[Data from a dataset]
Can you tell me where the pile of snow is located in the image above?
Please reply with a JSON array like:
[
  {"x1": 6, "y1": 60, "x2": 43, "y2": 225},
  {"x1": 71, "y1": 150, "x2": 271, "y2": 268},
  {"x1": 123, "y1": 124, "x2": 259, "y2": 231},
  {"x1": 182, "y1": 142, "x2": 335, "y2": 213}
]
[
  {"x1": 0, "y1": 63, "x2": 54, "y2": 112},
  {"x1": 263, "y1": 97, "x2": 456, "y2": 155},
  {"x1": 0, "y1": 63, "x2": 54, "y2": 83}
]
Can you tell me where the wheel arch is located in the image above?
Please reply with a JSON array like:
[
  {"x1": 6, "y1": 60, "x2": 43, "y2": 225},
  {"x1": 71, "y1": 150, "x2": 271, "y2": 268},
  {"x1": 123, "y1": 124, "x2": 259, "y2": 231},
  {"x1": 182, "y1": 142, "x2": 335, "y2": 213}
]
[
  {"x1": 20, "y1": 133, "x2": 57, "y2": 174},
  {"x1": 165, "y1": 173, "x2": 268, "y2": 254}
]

- **EXERCISE REQUIREMENTS**
Rewrite the data from the line with "Can you tell me where the wheel" through the end of the data, keeping every line. Shift each bounding-box coordinate in the answers by -79.

- **ANSWER IN FULL**
Can you tell me where the wheel arch is located in the image above?
Please reply with a JSON array like:
[
  {"x1": 6, "y1": 60, "x2": 43, "y2": 225},
  {"x1": 71, "y1": 150, "x2": 271, "y2": 268},
  {"x1": 123, "y1": 124, "x2": 259, "y2": 231},
  {"x1": 182, "y1": 142, "x2": 335, "y2": 213}
]
[
  {"x1": -59, "y1": 54, "x2": -22, "y2": 95},
  {"x1": 86, "y1": 94, "x2": 189, "y2": 175}
]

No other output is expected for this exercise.